__DIRECTIVE__
Copy out every line of the listing below that contains the word "nose".
** BEGIN **
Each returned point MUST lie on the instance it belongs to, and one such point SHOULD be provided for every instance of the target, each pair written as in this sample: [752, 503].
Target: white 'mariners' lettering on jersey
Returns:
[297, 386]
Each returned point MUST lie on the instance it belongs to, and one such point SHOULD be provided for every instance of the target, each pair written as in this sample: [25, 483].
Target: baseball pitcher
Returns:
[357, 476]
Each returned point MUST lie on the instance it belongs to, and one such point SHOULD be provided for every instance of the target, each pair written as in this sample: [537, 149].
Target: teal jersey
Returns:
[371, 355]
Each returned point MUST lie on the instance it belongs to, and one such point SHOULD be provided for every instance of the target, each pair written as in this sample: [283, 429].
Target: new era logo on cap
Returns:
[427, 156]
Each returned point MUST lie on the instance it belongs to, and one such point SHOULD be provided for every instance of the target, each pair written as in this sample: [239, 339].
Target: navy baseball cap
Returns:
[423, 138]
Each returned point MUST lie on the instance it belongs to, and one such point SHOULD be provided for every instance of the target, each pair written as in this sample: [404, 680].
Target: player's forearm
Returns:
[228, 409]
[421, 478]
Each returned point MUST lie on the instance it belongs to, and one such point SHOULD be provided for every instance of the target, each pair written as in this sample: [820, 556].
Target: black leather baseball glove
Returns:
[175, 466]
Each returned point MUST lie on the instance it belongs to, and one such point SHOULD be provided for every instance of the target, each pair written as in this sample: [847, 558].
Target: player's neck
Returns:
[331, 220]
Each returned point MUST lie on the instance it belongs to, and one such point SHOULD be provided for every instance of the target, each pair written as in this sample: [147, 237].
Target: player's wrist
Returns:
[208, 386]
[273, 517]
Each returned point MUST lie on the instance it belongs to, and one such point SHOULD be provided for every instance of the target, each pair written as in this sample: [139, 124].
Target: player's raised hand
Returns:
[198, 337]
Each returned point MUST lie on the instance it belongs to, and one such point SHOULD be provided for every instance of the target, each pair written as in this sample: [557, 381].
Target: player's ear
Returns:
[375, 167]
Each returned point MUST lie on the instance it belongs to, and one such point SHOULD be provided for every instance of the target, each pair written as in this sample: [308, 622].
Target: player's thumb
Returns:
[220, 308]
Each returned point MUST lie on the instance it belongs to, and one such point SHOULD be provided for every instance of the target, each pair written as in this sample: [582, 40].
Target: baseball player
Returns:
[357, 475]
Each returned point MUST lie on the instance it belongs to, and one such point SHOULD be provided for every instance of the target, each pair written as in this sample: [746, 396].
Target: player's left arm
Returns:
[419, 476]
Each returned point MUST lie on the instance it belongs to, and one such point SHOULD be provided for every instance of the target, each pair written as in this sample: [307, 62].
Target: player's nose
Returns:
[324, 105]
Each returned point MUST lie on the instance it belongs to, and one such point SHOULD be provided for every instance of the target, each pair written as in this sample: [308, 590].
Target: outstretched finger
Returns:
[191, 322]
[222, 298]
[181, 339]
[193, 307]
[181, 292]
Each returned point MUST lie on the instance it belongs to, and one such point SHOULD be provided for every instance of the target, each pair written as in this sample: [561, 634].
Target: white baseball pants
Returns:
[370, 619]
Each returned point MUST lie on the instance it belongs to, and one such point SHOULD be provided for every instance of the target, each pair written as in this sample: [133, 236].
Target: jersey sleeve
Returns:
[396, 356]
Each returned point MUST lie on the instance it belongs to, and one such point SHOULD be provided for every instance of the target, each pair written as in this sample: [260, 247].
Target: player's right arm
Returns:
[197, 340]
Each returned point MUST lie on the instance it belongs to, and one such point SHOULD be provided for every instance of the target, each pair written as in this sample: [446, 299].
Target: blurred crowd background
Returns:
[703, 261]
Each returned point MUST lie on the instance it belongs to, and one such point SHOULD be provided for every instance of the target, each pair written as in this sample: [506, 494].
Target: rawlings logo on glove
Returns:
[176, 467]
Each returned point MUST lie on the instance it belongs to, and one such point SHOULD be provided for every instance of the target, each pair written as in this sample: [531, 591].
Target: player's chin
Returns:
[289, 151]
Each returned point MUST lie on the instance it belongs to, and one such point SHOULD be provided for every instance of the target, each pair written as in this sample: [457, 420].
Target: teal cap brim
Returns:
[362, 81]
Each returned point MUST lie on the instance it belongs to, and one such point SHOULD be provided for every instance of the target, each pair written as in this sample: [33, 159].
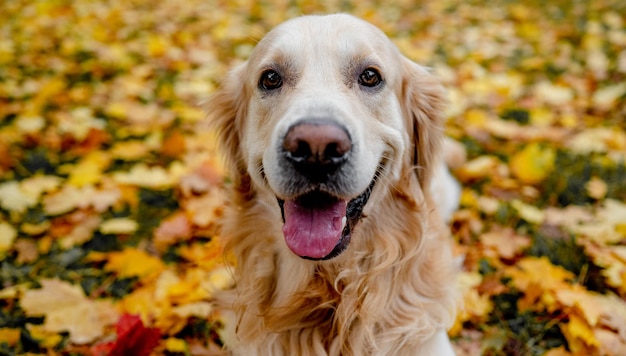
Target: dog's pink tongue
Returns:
[311, 232]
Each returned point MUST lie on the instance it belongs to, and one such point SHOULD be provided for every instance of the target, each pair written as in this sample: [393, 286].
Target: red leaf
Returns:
[133, 338]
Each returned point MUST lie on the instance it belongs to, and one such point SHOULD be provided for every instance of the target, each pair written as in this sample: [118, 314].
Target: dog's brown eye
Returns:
[370, 78]
[270, 80]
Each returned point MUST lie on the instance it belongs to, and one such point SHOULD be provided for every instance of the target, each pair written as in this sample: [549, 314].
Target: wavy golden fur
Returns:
[391, 292]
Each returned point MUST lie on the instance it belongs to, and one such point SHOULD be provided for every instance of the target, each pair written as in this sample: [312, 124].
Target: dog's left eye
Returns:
[270, 80]
[370, 77]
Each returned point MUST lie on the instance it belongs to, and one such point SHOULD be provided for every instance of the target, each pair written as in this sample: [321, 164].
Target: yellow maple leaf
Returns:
[176, 345]
[134, 263]
[579, 335]
[539, 271]
[533, 163]
[9, 336]
[89, 169]
[7, 236]
[119, 226]
[13, 197]
[481, 167]
[66, 308]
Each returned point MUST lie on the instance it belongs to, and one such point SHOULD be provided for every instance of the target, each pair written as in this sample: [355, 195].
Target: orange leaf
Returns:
[134, 263]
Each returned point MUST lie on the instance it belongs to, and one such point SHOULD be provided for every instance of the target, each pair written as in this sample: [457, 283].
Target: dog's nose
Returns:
[317, 148]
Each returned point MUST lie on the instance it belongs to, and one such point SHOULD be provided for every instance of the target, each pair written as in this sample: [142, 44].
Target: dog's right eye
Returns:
[270, 80]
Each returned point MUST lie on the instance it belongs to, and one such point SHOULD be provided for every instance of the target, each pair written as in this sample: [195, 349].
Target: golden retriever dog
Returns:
[332, 139]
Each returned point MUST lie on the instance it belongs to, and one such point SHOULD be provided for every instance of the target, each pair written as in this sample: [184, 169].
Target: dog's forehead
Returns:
[324, 37]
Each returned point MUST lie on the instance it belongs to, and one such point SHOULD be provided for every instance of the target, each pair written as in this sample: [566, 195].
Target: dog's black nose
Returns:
[317, 148]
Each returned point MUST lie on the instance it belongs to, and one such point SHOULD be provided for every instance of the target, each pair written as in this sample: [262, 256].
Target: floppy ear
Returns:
[226, 110]
[423, 98]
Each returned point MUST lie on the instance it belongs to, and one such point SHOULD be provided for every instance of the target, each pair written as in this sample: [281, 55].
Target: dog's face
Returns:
[325, 109]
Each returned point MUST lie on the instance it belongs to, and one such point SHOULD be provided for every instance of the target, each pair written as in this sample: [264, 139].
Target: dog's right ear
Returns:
[226, 111]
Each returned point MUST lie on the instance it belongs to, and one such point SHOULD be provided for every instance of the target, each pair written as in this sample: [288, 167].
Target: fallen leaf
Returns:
[134, 263]
[66, 308]
[133, 338]
[533, 163]
[7, 236]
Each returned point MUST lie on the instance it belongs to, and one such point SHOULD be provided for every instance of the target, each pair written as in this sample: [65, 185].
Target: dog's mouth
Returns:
[318, 225]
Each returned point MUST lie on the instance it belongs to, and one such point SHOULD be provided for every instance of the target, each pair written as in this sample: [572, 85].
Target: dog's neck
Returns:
[374, 282]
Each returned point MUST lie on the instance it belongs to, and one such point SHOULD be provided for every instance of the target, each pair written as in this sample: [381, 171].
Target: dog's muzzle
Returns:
[317, 224]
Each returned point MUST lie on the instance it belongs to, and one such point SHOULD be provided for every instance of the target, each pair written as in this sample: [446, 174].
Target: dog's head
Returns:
[324, 111]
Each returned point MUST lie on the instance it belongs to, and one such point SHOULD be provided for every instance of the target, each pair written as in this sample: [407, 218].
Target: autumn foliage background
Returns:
[111, 192]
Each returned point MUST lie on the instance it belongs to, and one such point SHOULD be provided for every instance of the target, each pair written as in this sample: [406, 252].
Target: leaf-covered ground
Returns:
[110, 190]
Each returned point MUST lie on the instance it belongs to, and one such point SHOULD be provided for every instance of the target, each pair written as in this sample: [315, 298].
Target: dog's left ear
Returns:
[423, 100]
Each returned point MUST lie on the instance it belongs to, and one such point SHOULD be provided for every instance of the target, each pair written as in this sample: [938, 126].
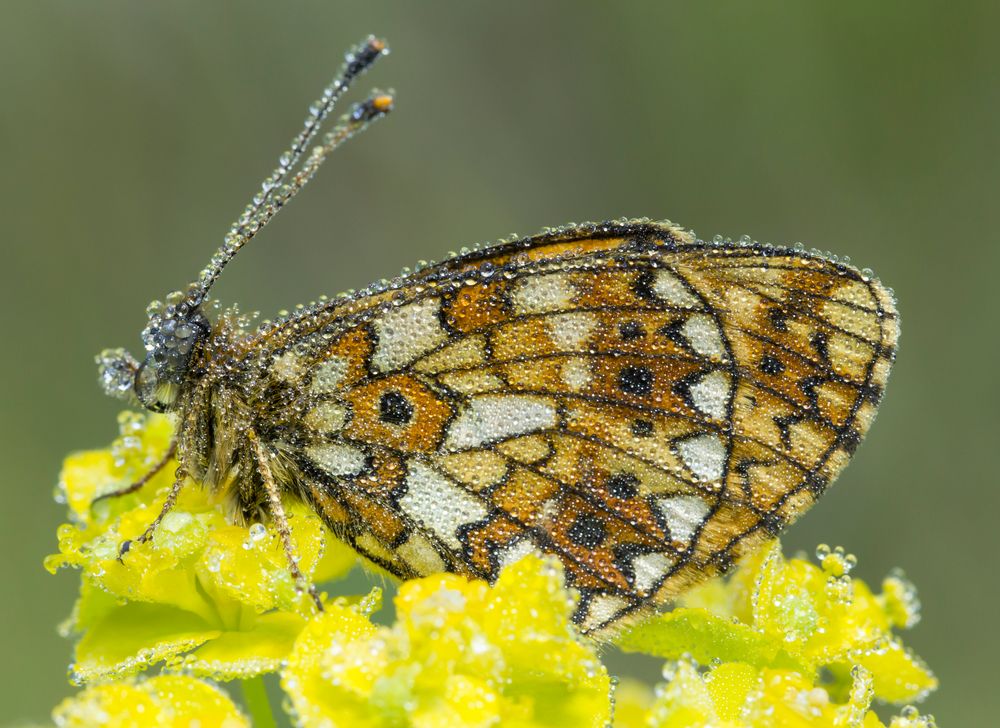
** END **
__THE ANSWER__
Target: player's nose
Target: dog's nose
Target: dog's black nose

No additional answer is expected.